Estratto della pagina:
- - -

Fra tutte queste rivalità, ci sono anche quelle che a causa di una certa ambiguità di fondo, sono diventate tali paradossalmente partendo da un’amicizia. Di tutti i quattro gemellaggi ci siamo fatti ugualmente carico quando siamo subentrati con le ultime generazioni di “Boys”, a partire da quello con i “Devils” che era il nostro gemellaggio per antonomasia, a quello con i doriani che, nato nel ’90, aveva in sé l’entusiasmo della freschezza. Poi c’erano quelli con Empoli e Spezia che abbiamo ereditato dal passato e onorato anche se ci si conosceva poco e niente. E le cose non sono andate esattamente alla stessa maniera, infatti a differenza di Empoli, con Spezia ci siamo trovati più volte in difficoltà. Bella tifoseria la loro, una di quelle davvero dure, ma spesso ci siamo sentiti a disagio con loro, costretti a trovare un equilibrio in una situazione di curva molto particolare e le cose poi con il tempo, sono definitivamente e inevitabilmente degenerate a causa delle varie incomprensioni venutesi a creare.

- - -

Voci per l'etichettatura della posizione nelle immagini:
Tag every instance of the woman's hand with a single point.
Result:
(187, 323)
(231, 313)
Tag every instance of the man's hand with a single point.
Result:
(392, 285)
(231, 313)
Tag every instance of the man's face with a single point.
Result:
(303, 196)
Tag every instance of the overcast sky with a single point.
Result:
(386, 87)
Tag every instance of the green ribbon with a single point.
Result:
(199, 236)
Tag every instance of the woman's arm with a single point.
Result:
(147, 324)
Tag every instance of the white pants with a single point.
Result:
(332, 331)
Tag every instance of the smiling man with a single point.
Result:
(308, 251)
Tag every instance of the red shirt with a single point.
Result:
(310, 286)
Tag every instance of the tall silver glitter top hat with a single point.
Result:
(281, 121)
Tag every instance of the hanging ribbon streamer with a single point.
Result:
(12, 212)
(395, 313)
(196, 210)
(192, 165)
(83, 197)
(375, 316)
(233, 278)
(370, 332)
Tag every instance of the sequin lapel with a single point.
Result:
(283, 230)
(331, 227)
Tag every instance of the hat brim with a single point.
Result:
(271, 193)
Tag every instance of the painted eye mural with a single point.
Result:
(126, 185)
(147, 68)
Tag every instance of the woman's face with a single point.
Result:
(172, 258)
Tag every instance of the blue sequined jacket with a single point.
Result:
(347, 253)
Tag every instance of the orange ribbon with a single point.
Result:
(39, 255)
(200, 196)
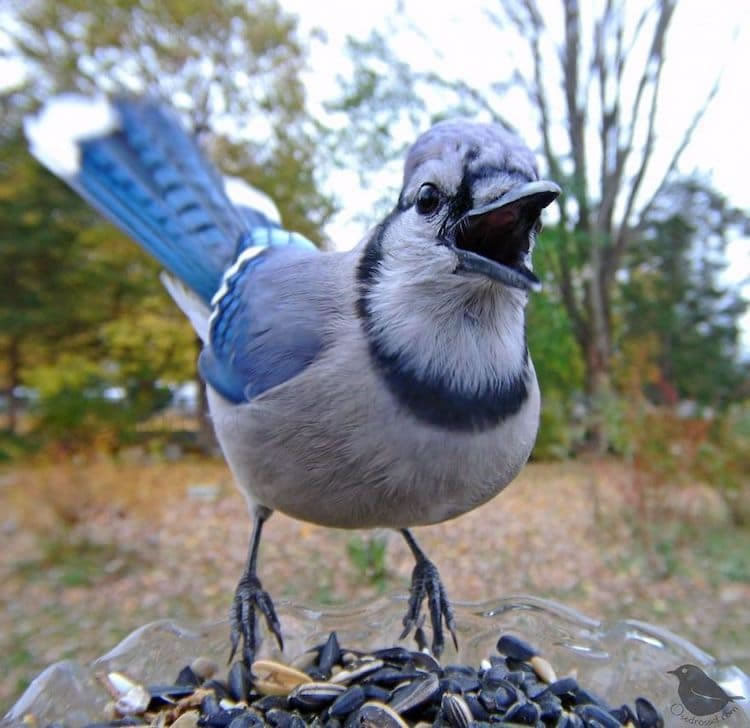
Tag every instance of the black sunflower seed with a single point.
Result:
(512, 646)
(330, 654)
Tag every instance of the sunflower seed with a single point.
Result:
(512, 646)
(456, 711)
(416, 693)
(315, 695)
(378, 715)
(274, 678)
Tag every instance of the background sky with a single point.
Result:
(706, 39)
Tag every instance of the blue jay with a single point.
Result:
(387, 386)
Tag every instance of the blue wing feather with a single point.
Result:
(253, 347)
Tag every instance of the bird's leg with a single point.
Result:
(249, 597)
(425, 582)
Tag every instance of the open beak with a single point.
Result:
(494, 240)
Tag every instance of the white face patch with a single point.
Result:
(55, 133)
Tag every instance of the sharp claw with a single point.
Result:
(249, 597)
(426, 583)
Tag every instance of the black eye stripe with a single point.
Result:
(428, 199)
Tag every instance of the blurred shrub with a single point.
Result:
(558, 434)
(81, 406)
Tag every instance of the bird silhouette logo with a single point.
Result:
(699, 693)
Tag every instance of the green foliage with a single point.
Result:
(367, 554)
(674, 295)
(82, 312)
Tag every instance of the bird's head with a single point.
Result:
(469, 211)
(687, 672)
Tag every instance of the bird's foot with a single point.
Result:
(249, 597)
(425, 582)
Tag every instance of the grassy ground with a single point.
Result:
(92, 550)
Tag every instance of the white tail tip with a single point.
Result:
(64, 121)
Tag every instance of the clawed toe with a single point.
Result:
(425, 582)
(250, 598)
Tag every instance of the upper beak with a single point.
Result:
(538, 194)
(495, 239)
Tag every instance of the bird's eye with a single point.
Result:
(428, 199)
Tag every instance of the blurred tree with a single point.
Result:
(592, 84)
(674, 293)
(233, 70)
(80, 309)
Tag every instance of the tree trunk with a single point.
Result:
(14, 374)
(598, 388)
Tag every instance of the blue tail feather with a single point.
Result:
(149, 177)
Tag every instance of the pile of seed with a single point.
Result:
(331, 687)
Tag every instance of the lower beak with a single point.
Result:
(495, 239)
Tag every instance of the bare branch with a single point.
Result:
(674, 161)
(623, 235)
(576, 115)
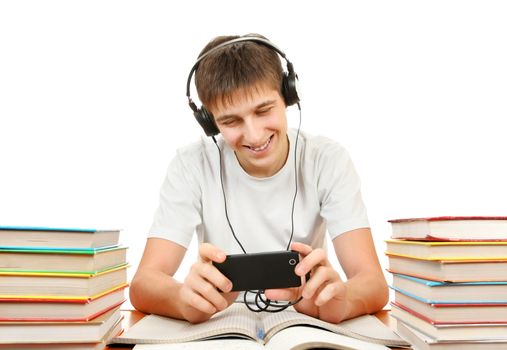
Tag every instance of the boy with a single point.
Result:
(240, 198)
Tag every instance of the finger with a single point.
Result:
(309, 262)
(282, 294)
(206, 290)
(211, 274)
(188, 296)
(209, 252)
(320, 277)
(330, 291)
(301, 248)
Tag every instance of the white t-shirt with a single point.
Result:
(259, 209)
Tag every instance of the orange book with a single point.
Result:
(61, 308)
(451, 228)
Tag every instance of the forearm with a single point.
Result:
(365, 293)
(155, 292)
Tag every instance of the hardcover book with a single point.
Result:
(81, 260)
(452, 332)
(266, 329)
(451, 228)
(32, 236)
(60, 308)
(436, 250)
(454, 312)
(93, 331)
(421, 341)
(53, 285)
(450, 270)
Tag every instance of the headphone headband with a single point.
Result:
(289, 83)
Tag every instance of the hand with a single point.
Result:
(205, 290)
(324, 294)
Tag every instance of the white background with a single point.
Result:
(92, 102)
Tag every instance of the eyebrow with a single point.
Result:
(229, 116)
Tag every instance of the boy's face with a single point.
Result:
(254, 125)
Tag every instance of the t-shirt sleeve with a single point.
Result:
(178, 212)
(339, 190)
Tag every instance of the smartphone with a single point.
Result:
(260, 271)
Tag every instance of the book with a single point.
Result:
(437, 250)
(59, 332)
(437, 292)
(61, 308)
(96, 345)
(454, 313)
(84, 260)
(452, 332)
(33, 236)
(262, 328)
(449, 270)
(54, 284)
(421, 341)
(451, 228)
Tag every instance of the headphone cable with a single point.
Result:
(261, 302)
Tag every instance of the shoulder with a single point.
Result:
(197, 153)
(321, 149)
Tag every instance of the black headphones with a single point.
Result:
(289, 84)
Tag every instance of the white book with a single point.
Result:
(263, 329)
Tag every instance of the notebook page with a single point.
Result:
(153, 329)
(222, 344)
(301, 337)
(366, 327)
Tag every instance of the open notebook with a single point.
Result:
(263, 330)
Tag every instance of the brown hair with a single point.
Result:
(242, 65)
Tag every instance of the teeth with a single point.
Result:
(261, 148)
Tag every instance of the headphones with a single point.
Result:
(289, 84)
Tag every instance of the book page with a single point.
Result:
(235, 321)
(367, 327)
(304, 337)
(222, 344)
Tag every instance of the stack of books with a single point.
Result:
(60, 288)
(450, 281)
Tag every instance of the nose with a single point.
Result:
(253, 132)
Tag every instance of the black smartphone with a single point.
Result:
(260, 271)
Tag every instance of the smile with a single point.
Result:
(263, 147)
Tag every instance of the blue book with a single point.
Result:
(56, 237)
(436, 292)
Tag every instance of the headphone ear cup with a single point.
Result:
(290, 89)
(206, 121)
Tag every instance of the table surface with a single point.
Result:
(133, 316)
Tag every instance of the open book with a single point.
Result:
(289, 327)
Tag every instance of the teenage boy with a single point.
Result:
(247, 186)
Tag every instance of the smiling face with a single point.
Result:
(254, 125)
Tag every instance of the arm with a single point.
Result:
(154, 290)
(325, 295)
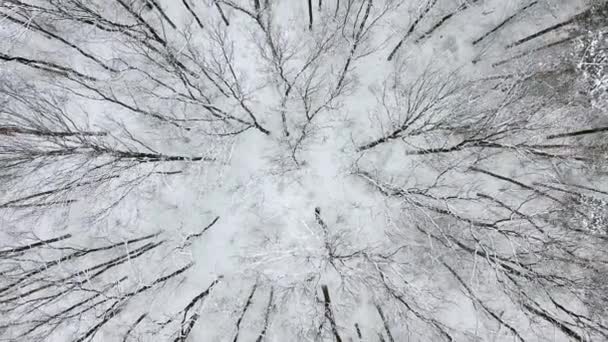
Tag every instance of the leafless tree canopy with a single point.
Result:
(344, 170)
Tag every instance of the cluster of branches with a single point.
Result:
(49, 285)
(508, 204)
(44, 142)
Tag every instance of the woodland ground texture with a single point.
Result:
(337, 170)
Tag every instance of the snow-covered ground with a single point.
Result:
(397, 200)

- - -

Consegna:
Trascrivi per intero il brano sui gemellaggi, identico all'originale in ogni parola e segno.

Soluzione scritta:
Fra tutte queste rivalità, ci sono anche quelle che a causa di una certa ambiguità di fondo, sono diventate tali paradossalmente partendo da un’amicizia. Di tutti i quattro gemellaggi ci siamo fatti ugualmente carico quando siamo subentrati con le ultime generazioni di “Boys”, a partire da quello con i “Devils” che era il nostro gemellaggio per antonomasia, a quello con i doriani che, nato nel ’90, aveva in sé l’entusiasmo della freschezza. Poi c’erano quelli con Empoli e Spezia che abbiamo ereditato dal passato e onorato anche se ci si conosceva poco e niente. E le cose non sono andate esattamente alla stessa maniera, infatti a differenza di Empoli, con Spezia ci siamo trovati più volte in difficoltà. Bella tifoseria la loro, una di quelle davvero dure, ma spesso ci siamo sentiti a disagio con loro, costretti a trovare un equilibrio in una situazione di curva molto particolare e le cose poi con il tempo, sono definitivamente e inevitabilmente degenerate a causa delle varie incomprensioni venutesi a creare.